Page extract:
--- --- ---
= Erwin Dold =

Erwin Dold (16 November 1919, in Wagensteig, Weimar Republic – 11 September 2012, in Buchenbach, Germany) was a fighter pilot in the Luftwaffe, then sergeant-major in the Luftwaffe ground staff, Commandant of the Dautmergen Concentration Camp, and director of the lumber company Dold Holzwerke in Buchenbach.

==Early life==
Dold was born in Wagensteig in the Black Forest region of southern Germany in 1919, and was connected to his family's lumber mill from his earliest years. The outbreak of World War II prevented him from officially joining the company, and he instead was trained as a fighter pilot in the German air force, seeing action in France, Romania, and the Soviet Union, before being shot down over Crimea. He was seriously wounded and transferred to the ground staff in Freiburg im Breisgau after his recovery.

Dold was sent as to the concentration camp Haslach im Kinzigtal to serve as commander. After its closure in autumn of 1944, Dold was transferred to the concentration camp in Dautmergen, one of the sub-camps of the Natzweiler-Struthof concentration camp. Its main purpose was the mining of oil shale, gained under grossly inhumane conditions.

==Commandant at Dautmergen==
The catastrophic situation of the inmates appalled the 24-year-old officer; the barracks stood on a swampy field and had no floor. The mortality rate, primarily from typhus and paratyphus, stood at up to 50 dead per day. At Dold's request, a sanitary inspection commission was called in to examine the hygienic and medical facilities, resulting in the transfer of the commandant.

On 7 March 1945 Dold himself became the camp commandant. He distinguished himself through his humane conduct, saw to it that prisoners received clothing and food and improved the hygiene conditions. In various sorties, he managed to procure food with the help of a small groups of prisoners he had organised to help him, and with the financial assistance of his father, who ran the family firm. When ordered by the Gestapo to organise a firing squad for the execution of 23 Soviet officers between 5 and 7 April 1945, he refused to do so. That same month the camp was evacuated, few remaining prisoners were liberated by the French army.
--- --- ---
Aim of the task: Please retype the passage of the Erwin Dold text from "Erwin Dold (16" up to and including "after his recovery.".

Raw data:
--- --- ---
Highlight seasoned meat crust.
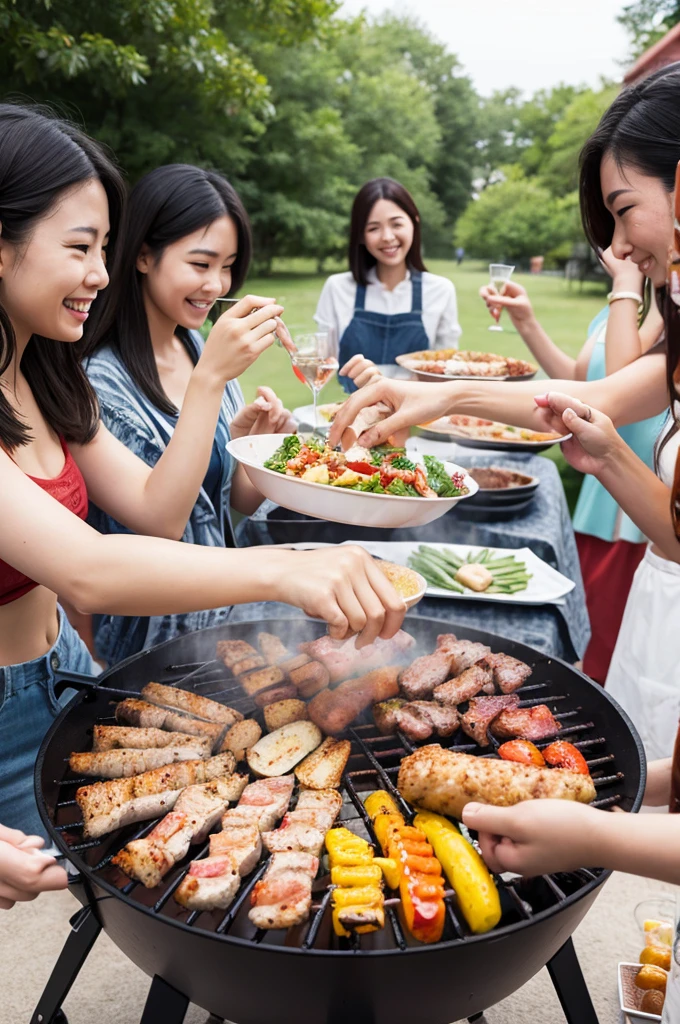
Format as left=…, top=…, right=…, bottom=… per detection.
--- --- ---
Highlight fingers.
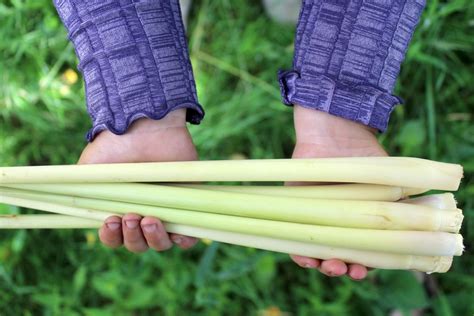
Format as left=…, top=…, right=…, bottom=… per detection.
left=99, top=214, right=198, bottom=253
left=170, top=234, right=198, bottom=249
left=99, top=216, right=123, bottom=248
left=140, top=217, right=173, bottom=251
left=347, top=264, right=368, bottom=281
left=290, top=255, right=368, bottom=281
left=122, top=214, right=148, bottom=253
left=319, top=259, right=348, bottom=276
--- --- ---
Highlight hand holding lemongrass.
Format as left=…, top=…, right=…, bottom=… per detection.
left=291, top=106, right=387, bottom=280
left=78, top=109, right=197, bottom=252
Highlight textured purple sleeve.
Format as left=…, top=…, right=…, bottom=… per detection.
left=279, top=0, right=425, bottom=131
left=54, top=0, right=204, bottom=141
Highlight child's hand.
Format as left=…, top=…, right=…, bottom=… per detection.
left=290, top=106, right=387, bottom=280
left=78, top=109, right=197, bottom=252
--- --- ---
Answer box:
Erwin Dold (16 November 1919, in Wagensteig, Weimar Republic – 11 September 2012, in Buchenbach, Germany) was a fighter pilot in the Luftwaffe, then sergeant-major in the Luftwaffe ground staff, Commandant of the Dautmergen Concentration Camp, and director of the lumber company Dold Holzwerke in Buchenbach.

==Early life==
Dold was born in Wagensteig in the Black Forest region of southern Germany in 1919, and was connected to his family's lumber mill from his earliest years. The outbreak of World War II prevented him from officially joining the company, and he instead was trained as a fighter pilot in the German air force, seeing action in France, Romania, and the Soviet Union, before being shot down over Crimea. He was seriously wounded and transferred to the ground staff in Freiburg im Breisgau after his recovery.